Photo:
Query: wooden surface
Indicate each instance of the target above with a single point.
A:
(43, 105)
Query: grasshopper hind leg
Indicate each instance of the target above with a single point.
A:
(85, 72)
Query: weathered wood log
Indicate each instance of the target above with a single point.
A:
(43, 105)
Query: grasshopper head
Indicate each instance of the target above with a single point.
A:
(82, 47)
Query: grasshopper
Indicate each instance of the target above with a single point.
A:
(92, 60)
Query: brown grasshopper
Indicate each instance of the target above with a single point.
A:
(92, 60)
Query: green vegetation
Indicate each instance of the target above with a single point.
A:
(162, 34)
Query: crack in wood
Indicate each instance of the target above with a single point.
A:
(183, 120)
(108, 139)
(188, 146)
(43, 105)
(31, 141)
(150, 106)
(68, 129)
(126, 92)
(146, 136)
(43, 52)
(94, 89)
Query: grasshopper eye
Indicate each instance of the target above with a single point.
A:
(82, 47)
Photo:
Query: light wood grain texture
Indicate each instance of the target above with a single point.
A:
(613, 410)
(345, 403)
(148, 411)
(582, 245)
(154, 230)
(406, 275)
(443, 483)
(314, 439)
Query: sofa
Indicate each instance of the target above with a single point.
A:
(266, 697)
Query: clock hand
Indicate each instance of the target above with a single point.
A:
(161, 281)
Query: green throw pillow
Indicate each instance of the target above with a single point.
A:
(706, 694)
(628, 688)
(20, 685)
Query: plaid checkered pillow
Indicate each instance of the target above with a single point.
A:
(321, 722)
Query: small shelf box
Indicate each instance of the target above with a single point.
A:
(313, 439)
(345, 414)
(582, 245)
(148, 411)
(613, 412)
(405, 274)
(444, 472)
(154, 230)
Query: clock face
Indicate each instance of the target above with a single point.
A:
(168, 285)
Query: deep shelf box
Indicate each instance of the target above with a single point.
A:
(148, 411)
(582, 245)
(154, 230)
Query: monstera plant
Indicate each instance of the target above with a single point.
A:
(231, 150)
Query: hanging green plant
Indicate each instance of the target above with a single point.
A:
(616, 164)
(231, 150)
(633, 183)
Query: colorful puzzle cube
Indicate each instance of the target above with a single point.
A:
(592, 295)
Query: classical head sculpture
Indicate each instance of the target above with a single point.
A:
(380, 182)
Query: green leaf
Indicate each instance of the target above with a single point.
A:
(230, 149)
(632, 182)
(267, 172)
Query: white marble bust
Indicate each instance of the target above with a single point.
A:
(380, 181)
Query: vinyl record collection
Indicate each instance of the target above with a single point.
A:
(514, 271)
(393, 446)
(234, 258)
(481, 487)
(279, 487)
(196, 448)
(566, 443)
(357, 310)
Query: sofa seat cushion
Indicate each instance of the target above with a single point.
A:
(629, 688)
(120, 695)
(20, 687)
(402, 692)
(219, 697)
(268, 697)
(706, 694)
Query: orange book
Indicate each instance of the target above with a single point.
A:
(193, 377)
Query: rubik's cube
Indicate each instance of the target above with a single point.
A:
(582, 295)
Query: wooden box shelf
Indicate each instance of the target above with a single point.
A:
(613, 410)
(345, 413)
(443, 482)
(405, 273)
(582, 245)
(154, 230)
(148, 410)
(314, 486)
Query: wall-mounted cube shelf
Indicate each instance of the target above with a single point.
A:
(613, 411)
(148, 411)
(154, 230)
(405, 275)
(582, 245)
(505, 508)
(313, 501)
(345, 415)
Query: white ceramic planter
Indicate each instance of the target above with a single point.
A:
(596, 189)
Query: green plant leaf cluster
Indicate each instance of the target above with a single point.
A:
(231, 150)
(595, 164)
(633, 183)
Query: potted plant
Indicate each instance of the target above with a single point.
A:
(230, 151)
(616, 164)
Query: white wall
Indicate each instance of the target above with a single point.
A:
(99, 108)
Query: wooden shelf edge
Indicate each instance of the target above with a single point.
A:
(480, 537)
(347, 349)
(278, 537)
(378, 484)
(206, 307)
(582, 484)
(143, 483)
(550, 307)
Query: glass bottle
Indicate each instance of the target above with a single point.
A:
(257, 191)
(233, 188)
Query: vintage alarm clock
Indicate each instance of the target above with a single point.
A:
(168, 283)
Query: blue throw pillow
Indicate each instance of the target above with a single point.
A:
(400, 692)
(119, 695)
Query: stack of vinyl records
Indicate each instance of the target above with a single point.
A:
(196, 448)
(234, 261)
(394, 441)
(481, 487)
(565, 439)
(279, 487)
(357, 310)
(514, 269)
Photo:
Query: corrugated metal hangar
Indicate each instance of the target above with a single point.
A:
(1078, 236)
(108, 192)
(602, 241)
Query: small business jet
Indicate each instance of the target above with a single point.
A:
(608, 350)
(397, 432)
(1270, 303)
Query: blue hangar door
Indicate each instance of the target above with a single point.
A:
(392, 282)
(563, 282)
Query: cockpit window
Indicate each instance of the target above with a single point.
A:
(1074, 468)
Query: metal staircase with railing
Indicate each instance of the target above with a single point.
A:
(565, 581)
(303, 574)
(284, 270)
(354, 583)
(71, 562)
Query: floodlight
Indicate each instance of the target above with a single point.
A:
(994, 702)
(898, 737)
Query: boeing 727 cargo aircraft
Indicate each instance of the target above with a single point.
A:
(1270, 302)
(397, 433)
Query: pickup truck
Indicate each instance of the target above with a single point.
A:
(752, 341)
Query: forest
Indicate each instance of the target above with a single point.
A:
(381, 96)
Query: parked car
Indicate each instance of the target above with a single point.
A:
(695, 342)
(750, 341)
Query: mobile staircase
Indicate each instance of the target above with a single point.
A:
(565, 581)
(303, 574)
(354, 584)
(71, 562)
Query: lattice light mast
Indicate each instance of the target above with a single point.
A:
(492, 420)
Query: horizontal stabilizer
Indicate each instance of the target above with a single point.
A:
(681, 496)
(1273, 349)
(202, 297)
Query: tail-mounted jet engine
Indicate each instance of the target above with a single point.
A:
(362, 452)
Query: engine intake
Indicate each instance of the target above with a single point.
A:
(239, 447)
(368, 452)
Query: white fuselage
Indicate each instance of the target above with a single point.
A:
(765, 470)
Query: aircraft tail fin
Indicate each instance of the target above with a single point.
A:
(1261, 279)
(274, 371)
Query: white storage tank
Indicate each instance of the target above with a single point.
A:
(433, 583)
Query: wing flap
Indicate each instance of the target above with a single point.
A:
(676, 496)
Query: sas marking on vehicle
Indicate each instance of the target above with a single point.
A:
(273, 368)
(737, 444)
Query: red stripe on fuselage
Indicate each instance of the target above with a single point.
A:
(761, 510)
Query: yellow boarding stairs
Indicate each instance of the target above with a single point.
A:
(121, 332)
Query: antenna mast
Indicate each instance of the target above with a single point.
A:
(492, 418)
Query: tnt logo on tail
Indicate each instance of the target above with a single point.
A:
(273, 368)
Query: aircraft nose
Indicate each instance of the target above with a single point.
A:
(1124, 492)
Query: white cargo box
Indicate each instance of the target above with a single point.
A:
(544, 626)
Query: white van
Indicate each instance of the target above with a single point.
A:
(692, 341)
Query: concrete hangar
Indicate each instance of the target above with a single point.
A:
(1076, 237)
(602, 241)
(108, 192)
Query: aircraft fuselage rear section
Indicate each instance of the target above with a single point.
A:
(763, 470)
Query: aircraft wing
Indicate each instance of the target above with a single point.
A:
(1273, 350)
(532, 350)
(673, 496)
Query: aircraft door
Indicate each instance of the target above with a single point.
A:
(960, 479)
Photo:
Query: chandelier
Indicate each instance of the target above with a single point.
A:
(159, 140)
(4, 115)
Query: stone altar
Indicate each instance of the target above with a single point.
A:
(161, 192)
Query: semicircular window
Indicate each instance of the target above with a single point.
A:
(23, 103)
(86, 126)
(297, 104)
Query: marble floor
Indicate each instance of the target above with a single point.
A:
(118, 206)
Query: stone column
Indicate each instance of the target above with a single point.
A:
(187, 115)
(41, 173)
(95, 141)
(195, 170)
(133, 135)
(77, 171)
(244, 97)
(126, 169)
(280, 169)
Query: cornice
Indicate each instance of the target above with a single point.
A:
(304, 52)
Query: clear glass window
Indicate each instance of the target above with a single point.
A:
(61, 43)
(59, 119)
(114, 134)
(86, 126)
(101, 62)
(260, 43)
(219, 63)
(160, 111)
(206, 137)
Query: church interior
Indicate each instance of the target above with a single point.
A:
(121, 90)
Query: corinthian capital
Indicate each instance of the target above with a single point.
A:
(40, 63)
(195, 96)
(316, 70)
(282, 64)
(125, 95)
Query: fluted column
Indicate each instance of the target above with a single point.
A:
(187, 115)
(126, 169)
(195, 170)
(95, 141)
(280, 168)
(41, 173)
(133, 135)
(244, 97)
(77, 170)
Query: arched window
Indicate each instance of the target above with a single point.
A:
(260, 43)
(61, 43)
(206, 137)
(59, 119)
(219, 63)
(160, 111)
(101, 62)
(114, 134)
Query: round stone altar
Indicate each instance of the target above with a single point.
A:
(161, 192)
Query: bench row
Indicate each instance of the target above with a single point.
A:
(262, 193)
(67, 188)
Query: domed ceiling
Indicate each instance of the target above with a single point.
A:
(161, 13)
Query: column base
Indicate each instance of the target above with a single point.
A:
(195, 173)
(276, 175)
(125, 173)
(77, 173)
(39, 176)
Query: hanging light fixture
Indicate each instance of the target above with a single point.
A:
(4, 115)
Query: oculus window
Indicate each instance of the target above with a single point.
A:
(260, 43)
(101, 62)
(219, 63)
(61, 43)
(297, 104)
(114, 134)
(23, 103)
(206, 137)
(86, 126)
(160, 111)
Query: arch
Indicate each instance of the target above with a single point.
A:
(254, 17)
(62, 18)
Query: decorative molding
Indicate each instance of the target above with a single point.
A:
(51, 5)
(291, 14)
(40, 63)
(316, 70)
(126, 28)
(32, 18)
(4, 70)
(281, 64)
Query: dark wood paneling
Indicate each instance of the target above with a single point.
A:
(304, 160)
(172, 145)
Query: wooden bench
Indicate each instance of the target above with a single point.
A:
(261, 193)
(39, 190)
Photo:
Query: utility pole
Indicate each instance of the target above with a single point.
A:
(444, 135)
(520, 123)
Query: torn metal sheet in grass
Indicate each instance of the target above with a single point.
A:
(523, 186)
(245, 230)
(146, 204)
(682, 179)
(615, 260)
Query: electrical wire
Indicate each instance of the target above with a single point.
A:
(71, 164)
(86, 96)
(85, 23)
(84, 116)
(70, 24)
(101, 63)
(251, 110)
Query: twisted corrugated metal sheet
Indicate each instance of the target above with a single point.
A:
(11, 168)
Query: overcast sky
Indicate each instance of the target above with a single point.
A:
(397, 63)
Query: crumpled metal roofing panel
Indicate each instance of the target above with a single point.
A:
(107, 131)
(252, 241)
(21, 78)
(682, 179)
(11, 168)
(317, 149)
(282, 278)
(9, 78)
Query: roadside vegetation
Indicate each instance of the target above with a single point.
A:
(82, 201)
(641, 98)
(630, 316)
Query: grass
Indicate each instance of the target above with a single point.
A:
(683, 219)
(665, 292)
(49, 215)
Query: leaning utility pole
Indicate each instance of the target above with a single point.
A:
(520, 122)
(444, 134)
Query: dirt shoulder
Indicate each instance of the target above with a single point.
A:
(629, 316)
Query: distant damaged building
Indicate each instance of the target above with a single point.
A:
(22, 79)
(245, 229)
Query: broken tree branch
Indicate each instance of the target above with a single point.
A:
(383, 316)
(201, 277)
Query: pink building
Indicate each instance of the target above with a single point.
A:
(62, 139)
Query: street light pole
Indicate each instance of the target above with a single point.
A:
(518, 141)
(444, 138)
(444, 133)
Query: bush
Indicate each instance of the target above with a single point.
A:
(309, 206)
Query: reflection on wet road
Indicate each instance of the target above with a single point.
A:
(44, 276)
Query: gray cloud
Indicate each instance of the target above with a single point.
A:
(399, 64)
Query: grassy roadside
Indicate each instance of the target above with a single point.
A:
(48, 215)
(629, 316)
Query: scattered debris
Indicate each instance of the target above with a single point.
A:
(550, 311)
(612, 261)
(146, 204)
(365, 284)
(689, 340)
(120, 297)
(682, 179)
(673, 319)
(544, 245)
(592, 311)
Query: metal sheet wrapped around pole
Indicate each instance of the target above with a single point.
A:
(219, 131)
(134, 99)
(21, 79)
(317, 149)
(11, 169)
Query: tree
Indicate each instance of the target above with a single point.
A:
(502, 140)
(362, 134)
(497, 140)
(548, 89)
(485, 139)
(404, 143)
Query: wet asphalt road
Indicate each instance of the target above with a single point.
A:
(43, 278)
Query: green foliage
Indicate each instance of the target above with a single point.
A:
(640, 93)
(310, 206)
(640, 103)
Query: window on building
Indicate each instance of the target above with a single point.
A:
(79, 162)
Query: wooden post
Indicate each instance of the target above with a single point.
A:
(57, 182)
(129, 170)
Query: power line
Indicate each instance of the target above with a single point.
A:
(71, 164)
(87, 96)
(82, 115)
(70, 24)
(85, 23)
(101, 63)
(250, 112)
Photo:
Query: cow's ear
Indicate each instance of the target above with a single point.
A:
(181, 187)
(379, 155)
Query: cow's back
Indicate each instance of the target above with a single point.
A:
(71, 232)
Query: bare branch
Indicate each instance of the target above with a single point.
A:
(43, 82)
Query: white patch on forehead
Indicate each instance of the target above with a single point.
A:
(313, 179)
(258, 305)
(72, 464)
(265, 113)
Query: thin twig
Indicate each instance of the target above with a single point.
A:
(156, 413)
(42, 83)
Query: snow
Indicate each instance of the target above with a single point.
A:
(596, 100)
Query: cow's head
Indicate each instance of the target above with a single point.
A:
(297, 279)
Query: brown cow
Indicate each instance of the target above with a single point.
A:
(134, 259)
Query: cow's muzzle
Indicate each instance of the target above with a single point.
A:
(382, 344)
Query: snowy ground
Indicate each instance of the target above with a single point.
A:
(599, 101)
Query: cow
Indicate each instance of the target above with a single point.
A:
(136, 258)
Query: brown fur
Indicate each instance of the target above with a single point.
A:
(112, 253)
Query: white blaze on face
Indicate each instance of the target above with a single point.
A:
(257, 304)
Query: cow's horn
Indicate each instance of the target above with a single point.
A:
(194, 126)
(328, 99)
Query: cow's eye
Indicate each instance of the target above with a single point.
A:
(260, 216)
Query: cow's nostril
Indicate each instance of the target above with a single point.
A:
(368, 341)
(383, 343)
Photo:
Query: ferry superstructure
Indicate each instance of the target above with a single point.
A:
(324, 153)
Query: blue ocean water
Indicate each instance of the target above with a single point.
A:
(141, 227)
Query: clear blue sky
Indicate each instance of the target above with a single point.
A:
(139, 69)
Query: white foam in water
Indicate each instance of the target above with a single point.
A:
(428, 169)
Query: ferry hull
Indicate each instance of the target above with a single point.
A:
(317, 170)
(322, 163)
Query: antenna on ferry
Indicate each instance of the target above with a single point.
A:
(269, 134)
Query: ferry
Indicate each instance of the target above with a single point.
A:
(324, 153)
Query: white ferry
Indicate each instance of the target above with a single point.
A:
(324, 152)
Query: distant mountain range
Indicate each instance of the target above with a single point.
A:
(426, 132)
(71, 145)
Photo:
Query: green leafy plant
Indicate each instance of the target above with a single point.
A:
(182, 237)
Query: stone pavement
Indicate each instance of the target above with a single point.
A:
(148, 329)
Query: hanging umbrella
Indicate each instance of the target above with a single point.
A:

§ **Work order**: For this task, write out exactly the lines of the entries above, starting at the line with "Query: scattered debris" and ending at the line with "Query: green foliage", both included, and no others.

§ **Response**:
Query: scattered debris
Indicate each instance of the target above with a single point.
A:
(550, 311)
(612, 261)
(146, 204)
(365, 284)
(689, 340)
(120, 297)
(682, 179)
(673, 319)
(544, 245)
(592, 311)
Query: metal sheet wrapped around pole
Indicate each instance of the target above with a single point.
A:
(219, 131)
(134, 99)
(21, 79)
(317, 149)
(11, 169)
Query: tree
Indicate each instance of the target above with a single point.
A:
(502, 140)
(362, 134)
(497, 140)
(548, 89)
(485, 139)
(404, 143)
Query: wet asphalt road
Indicate each instance of the target above with a single point.
A:
(43, 278)
Query: green foliage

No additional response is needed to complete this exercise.